- Given task: Lay out as a numbered list, without blank lines, the lines of the records from the line holding "Locate the round" through the last line of the records, both ends included.

- Source data:
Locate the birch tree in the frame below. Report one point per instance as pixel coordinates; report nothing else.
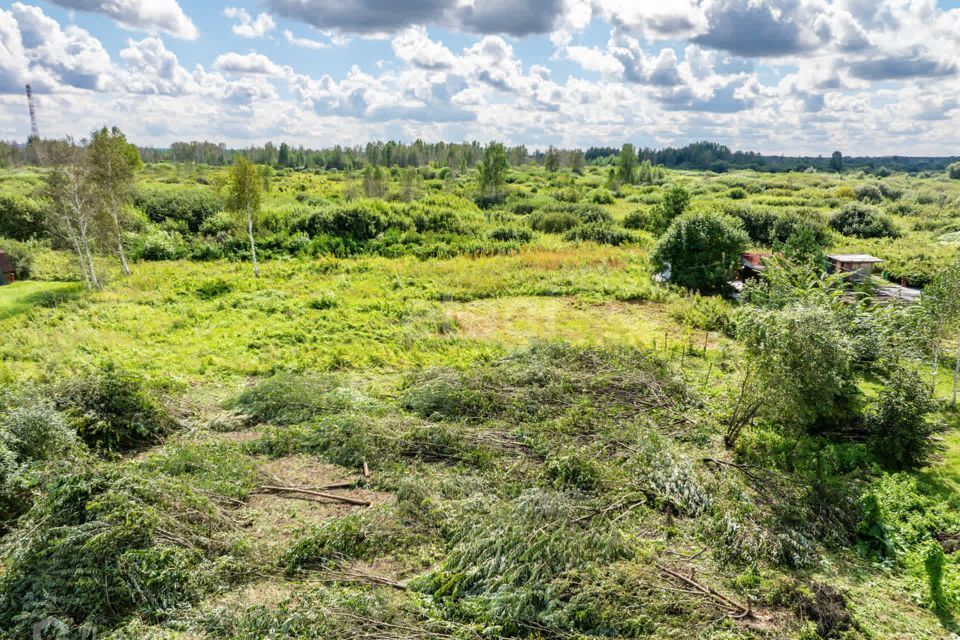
(71, 189)
(941, 302)
(243, 199)
(114, 164)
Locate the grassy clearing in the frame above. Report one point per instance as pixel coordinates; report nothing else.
(26, 296)
(536, 433)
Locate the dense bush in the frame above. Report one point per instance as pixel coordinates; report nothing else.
(507, 562)
(101, 545)
(803, 353)
(599, 232)
(111, 410)
(901, 429)
(190, 207)
(33, 429)
(869, 193)
(553, 221)
(863, 221)
(21, 255)
(768, 226)
(291, 398)
(20, 218)
(510, 234)
(701, 251)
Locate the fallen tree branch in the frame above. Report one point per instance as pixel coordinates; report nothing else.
(734, 609)
(273, 489)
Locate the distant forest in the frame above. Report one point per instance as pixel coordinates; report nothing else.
(703, 156)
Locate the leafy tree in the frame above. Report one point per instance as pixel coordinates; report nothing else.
(74, 199)
(675, 202)
(551, 160)
(283, 156)
(493, 170)
(940, 307)
(803, 246)
(836, 162)
(243, 199)
(577, 161)
(803, 352)
(627, 171)
(863, 221)
(114, 164)
(701, 250)
(374, 182)
(899, 424)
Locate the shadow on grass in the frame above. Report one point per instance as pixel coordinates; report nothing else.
(55, 294)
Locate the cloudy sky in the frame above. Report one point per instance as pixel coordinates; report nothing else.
(779, 76)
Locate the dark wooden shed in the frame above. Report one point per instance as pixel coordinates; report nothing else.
(7, 274)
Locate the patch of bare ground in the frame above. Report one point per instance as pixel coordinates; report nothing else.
(276, 517)
(515, 321)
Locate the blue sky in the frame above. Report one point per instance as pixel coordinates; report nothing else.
(779, 76)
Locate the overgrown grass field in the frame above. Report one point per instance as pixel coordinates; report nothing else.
(447, 421)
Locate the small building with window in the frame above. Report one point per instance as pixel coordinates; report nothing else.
(860, 266)
(7, 273)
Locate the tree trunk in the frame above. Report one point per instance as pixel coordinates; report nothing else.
(83, 263)
(253, 246)
(936, 360)
(956, 374)
(116, 225)
(89, 256)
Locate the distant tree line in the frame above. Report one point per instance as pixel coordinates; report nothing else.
(705, 156)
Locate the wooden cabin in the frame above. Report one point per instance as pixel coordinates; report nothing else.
(859, 265)
(7, 274)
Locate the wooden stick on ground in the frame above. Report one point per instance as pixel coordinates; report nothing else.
(318, 494)
(735, 610)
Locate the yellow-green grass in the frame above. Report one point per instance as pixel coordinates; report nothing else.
(193, 322)
(25, 296)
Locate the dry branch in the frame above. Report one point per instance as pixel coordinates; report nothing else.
(734, 609)
(274, 489)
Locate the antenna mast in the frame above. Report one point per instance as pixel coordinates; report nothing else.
(34, 130)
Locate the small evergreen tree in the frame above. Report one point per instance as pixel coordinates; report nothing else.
(493, 171)
(627, 172)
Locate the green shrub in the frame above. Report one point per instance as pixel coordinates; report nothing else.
(101, 545)
(159, 245)
(863, 222)
(701, 251)
(189, 206)
(869, 193)
(553, 221)
(20, 218)
(33, 429)
(737, 193)
(292, 398)
(640, 219)
(572, 470)
(510, 234)
(112, 412)
(599, 232)
(21, 255)
(901, 429)
(602, 196)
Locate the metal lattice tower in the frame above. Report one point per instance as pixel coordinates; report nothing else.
(34, 130)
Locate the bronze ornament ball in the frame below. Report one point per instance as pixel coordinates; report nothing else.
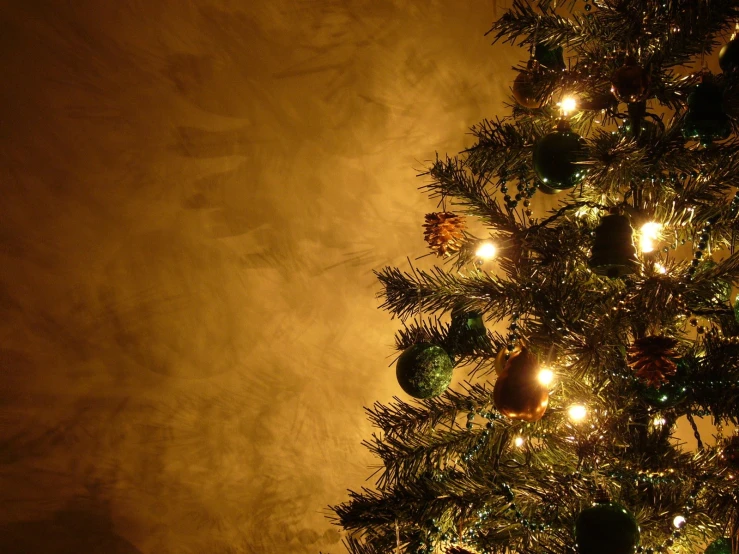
(518, 394)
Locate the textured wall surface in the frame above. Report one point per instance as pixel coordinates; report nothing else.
(194, 194)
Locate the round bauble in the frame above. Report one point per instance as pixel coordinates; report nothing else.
(606, 528)
(467, 333)
(630, 82)
(501, 359)
(706, 120)
(424, 370)
(728, 57)
(556, 158)
(671, 393)
(719, 546)
(613, 254)
(518, 394)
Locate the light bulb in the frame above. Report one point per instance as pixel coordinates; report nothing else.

- Exercise answer:
1. Locate the round bauble in the frame above. Report one point per instance as pixel coordinates; report nothing else.
2. (606, 528)
3. (467, 333)
4. (630, 82)
5. (501, 359)
6. (706, 120)
7. (424, 370)
8. (728, 57)
9. (556, 158)
10. (671, 393)
11. (719, 546)
12. (613, 254)
13. (518, 394)
14. Locate the light bulb in the frame above. Report one point per instance as pixel coordinates; report nothing else.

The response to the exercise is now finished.